TASK BRIEF: Write out the records from the line with "Locate the bird neck" to the line with "[15, 107, 223, 289]", replacing "Locate" with "Find" and changing nothing else.

━━━━━ INFORMATION SUPPLIED ━━━━━

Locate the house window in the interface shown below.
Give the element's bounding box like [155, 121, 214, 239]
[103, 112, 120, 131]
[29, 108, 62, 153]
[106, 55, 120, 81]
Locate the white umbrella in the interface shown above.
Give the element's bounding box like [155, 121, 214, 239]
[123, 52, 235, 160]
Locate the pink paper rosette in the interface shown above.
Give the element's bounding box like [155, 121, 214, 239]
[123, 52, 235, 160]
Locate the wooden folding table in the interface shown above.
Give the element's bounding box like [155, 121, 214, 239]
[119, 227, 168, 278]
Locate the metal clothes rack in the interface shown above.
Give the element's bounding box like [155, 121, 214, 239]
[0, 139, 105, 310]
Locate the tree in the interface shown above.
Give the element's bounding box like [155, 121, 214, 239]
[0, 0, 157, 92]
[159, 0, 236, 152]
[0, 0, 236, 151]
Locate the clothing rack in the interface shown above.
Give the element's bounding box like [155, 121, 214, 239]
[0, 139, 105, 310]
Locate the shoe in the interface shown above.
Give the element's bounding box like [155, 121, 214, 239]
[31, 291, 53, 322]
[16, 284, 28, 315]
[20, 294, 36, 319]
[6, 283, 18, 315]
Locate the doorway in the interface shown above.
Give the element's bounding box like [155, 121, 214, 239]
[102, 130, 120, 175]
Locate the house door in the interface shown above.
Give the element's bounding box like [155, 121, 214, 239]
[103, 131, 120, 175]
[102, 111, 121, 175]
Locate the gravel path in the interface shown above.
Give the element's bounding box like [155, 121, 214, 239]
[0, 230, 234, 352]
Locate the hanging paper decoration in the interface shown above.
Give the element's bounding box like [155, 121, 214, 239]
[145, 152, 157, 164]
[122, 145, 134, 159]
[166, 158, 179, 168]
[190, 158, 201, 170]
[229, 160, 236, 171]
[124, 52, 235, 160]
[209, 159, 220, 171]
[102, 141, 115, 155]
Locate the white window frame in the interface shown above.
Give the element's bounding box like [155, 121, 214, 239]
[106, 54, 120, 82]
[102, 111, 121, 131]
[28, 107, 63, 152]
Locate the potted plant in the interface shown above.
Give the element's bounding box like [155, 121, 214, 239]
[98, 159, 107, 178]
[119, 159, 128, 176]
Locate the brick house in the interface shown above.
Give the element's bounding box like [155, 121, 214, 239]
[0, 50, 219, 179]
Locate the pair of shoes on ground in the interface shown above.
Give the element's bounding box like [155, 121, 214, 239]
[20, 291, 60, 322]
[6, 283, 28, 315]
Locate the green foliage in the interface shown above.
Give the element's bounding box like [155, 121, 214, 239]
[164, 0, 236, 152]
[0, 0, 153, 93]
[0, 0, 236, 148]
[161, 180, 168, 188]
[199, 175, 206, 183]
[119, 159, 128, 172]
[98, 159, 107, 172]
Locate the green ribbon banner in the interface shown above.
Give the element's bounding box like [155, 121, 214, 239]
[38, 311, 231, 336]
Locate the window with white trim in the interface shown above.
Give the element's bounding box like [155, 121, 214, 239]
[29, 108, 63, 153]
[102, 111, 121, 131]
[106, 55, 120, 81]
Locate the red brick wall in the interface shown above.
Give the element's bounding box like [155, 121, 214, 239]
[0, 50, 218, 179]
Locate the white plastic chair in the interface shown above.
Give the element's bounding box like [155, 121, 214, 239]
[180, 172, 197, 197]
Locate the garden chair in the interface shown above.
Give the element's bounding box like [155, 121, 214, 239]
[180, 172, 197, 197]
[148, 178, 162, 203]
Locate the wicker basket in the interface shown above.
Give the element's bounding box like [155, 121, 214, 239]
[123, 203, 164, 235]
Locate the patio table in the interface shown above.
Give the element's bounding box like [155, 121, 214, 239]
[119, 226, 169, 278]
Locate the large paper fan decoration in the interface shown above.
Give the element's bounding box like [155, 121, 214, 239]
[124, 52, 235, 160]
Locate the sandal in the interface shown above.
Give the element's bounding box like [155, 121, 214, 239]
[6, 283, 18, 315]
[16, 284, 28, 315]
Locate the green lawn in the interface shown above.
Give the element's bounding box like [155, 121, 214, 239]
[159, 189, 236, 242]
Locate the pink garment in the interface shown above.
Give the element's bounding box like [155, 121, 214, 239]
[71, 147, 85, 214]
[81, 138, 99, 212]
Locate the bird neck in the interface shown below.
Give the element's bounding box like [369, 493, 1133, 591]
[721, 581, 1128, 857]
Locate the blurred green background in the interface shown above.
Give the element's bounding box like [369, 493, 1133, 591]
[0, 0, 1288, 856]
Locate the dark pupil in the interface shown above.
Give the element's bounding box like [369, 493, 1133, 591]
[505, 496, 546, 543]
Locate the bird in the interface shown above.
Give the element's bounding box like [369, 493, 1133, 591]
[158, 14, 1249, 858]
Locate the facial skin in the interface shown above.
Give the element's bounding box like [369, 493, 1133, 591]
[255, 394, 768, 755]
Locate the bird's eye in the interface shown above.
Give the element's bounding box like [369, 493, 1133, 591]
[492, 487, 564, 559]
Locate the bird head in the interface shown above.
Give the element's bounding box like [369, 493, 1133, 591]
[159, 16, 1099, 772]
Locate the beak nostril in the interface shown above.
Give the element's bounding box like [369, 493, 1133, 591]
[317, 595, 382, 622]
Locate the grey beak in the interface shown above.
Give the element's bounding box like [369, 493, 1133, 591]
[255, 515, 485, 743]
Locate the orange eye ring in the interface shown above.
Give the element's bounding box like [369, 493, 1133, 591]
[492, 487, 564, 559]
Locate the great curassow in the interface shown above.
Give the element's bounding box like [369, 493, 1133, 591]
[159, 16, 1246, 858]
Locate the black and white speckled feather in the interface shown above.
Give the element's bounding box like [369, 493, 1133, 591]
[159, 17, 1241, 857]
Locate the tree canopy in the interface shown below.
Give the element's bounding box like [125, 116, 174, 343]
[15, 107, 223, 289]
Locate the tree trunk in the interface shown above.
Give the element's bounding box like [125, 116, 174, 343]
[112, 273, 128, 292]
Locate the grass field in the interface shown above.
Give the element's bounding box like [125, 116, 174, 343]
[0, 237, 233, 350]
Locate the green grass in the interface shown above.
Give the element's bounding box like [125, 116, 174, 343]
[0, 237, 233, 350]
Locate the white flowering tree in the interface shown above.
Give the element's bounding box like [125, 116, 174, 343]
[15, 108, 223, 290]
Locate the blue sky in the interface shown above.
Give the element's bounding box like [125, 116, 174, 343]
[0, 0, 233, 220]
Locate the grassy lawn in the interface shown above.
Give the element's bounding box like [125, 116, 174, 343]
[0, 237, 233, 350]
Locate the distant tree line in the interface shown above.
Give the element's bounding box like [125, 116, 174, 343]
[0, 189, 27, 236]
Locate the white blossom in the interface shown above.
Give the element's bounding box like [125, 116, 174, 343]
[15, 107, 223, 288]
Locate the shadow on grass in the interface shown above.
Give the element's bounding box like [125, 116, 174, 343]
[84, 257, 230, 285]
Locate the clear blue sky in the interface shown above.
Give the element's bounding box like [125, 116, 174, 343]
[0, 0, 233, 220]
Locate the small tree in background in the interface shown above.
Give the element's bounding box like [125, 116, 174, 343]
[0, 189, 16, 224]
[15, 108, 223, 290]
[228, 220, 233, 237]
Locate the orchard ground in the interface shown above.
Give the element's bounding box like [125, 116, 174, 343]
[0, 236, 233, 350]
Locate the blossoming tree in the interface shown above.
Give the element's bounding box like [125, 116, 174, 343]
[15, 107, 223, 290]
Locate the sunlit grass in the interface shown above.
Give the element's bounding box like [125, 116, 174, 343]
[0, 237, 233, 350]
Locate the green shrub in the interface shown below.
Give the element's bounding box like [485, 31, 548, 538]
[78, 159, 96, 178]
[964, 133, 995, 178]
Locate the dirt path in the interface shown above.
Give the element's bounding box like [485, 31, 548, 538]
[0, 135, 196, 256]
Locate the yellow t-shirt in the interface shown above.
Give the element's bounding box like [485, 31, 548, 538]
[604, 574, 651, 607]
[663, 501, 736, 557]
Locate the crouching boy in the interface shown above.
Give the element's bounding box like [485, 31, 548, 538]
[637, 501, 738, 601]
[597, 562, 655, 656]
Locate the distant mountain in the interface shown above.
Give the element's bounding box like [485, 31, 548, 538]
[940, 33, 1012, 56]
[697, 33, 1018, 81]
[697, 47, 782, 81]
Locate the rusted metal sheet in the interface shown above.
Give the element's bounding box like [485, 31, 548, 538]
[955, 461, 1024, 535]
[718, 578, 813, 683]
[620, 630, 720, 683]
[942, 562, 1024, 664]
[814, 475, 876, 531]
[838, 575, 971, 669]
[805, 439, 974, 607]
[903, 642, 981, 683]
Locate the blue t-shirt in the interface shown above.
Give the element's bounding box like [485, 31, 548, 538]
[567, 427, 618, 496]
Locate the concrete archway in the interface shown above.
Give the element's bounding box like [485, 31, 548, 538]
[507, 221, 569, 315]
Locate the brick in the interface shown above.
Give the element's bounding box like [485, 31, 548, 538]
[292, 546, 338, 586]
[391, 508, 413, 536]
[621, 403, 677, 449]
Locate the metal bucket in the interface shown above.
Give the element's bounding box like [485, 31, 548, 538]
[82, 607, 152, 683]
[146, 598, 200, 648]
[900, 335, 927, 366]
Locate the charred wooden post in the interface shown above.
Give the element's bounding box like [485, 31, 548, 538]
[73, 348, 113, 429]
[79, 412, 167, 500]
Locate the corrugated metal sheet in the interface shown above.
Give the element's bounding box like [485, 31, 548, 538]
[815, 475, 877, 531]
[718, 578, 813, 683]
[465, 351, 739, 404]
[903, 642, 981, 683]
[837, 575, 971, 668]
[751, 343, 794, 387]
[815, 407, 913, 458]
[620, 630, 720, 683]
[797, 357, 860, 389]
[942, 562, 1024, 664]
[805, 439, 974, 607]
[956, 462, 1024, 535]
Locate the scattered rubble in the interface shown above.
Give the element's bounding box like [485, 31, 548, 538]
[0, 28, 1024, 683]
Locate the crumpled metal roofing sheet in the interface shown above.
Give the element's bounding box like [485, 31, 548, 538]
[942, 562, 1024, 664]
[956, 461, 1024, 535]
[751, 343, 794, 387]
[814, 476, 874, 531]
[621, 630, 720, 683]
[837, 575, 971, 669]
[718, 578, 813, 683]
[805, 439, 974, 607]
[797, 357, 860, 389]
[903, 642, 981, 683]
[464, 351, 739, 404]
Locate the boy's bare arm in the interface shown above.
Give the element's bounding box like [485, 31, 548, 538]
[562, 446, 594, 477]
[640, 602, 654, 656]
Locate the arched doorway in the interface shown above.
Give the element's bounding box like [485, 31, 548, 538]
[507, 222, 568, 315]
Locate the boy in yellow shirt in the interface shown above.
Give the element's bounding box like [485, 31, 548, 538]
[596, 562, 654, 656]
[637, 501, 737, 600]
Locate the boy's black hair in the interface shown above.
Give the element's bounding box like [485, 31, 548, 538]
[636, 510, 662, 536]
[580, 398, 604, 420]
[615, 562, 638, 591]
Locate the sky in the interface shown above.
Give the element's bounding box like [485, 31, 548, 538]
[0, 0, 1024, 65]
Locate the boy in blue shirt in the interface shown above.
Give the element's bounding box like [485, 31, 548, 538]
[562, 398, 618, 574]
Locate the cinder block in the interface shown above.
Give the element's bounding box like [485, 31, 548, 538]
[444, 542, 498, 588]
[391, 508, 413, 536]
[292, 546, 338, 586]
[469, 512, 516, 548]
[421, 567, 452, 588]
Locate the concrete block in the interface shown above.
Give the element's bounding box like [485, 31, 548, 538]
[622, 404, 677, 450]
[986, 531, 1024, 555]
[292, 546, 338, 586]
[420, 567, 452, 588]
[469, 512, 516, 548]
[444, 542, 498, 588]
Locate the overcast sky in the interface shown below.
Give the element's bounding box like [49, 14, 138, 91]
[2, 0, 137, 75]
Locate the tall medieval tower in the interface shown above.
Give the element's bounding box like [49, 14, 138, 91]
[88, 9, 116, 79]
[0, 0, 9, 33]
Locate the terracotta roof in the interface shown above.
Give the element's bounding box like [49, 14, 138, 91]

━━━━━

CORRECT ANSWER:
Find the bird neck in the interface shown below.
Give the element's bounding box like [369, 493, 1133, 591]
[721, 581, 1128, 857]
Find the blurred green background in the interface shown above.
Give the element's bounding box like [369, 493, 1133, 591]
[0, 0, 1288, 856]
Find the dark pupil in the interface shown above.
Give the element's bounding box like [369, 493, 1133, 591]
[505, 496, 546, 543]
Find the bird in the interface shown above.
Give the element's bounding box like [369, 493, 1133, 591]
[158, 14, 1249, 858]
Find the facial skin in the interface shown above.
Give the element's bounding box like [369, 493, 1133, 591]
[255, 394, 768, 755]
Find the bird's eye in the interface shown above.
Give the element's bounding box like [369, 493, 1133, 591]
[492, 487, 564, 559]
Find the bird head in the interface shown above.
Give the element's bounding box like [369, 493, 1133, 591]
[159, 16, 1099, 772]
Find the beak nostril in the interface shown above.
Give the element's bounding box like [369, 493, 1133, 591]
[317, 595, 382, 622]
Find the grey beak in the interface shown above.
Give the element's bounding box like [369, 493, 1133, 591]
[255, 515, 485, 743]
Find the orange eye ring in the interface shown above.
Give the element's bounding box like [369, 493, 1133, 591]
[492, 487, 564, 559]
Find the great curassow in the interface shown above.
Give the element's bounding box like [369, 493, 1133, 591]
[159, 16, 1246, 858]
Find the black and white speckled feather in the interface shown above.
Give the element's bounding box like [369, 493, 1133, 591]
[159, 17, 1241, 857]
Find the tree canopy in the interface shown below.
Give the element's bounding box like [125, 116, 174, 343]
[15, 107, 223, 289]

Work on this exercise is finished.